§ DOCUMENT SEGMENT
----

In Defence of Pronouns
Dan Clayton asks what's behind the Right's obsession with this humble part of speech and with other people's parts?
“Now even God could be going gender neutral”, bemoaned the Daily Mail in February 2023, reporting (in its own inimitable way) on discussions within the Church of England over gendered language, including pronouns. It took me back to the 1980s and visiting the house of the only feminist in the village with my mum and being tickled by the playful slogan on one of her fridge magnets: “When God made man, she was only joking”. Innocent times.
More recently though, as the UK’s right-wing press tediously attests to almost every week, the discourse around gender has grown more toxic. One Times columnist announced that “Declaring your pronouns is pure narcissism” and a disgruntled commentator on Twitter, noting the visible bulge in the trouser region of a pop performer who uses ‘they’ pronouns, was moved to exclaim “Your they/thems are showing”, and we don’t have to look too far to see the forces of the self-proclaimed ‘anti-woke’ movement urging various unpleasant things to be done to pronouns and the people they refer to, whether it’s to “whack the wokerati right in their pronouns” or to “eradicate the word ‘pronouns’ from the English language”. Good luck with that last one.

----

§ TASK TO COMPLETE
Carry on the piece defending pronouns, picking up right after its final sentence.

----

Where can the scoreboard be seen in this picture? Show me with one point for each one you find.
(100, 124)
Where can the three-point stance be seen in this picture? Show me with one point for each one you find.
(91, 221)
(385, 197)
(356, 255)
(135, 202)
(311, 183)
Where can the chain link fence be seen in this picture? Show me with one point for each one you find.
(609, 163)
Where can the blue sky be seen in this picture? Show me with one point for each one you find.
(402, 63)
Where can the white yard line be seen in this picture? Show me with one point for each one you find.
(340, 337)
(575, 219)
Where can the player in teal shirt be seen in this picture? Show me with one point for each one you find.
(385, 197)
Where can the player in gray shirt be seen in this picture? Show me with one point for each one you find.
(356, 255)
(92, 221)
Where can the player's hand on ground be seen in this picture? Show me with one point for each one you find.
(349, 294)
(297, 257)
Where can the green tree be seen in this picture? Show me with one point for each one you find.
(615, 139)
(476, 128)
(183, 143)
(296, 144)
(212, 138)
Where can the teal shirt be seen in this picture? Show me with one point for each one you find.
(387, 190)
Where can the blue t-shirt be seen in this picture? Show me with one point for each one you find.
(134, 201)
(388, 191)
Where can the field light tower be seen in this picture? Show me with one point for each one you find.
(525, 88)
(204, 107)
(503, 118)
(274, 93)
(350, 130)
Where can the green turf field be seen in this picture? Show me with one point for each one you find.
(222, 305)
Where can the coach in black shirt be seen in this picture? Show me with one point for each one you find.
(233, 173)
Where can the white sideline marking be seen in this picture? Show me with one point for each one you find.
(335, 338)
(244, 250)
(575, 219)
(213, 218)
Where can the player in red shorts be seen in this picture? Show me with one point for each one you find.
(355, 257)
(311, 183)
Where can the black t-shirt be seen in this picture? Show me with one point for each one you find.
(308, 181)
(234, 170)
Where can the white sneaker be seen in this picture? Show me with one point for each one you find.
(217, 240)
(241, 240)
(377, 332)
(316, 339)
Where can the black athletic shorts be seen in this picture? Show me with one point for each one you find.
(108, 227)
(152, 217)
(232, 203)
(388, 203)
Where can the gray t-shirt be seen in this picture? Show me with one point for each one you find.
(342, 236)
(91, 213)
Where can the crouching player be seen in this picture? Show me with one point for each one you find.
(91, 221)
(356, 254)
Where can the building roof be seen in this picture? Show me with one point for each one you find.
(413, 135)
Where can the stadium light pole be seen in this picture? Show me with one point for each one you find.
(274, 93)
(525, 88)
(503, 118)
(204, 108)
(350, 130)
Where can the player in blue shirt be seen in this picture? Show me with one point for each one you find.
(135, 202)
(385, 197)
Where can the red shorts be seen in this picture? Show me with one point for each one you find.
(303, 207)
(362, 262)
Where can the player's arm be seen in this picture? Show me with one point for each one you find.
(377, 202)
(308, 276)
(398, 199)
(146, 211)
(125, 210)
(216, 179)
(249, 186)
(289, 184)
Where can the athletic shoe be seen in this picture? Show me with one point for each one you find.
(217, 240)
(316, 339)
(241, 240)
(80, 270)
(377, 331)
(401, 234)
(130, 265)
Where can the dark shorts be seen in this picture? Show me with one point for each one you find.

----

§ ANSWER BELOW
It’s fairly evident that for many people, the word ‘pronoun’ has shifted in meaning. And that’s fine, because as any linguist will tell you, language change is natural and inevitable, often mirroring the movement of attitudes in society. But we might argue that this particular semantic shift offers an insight into where that society is heading, and it’s not very healthy.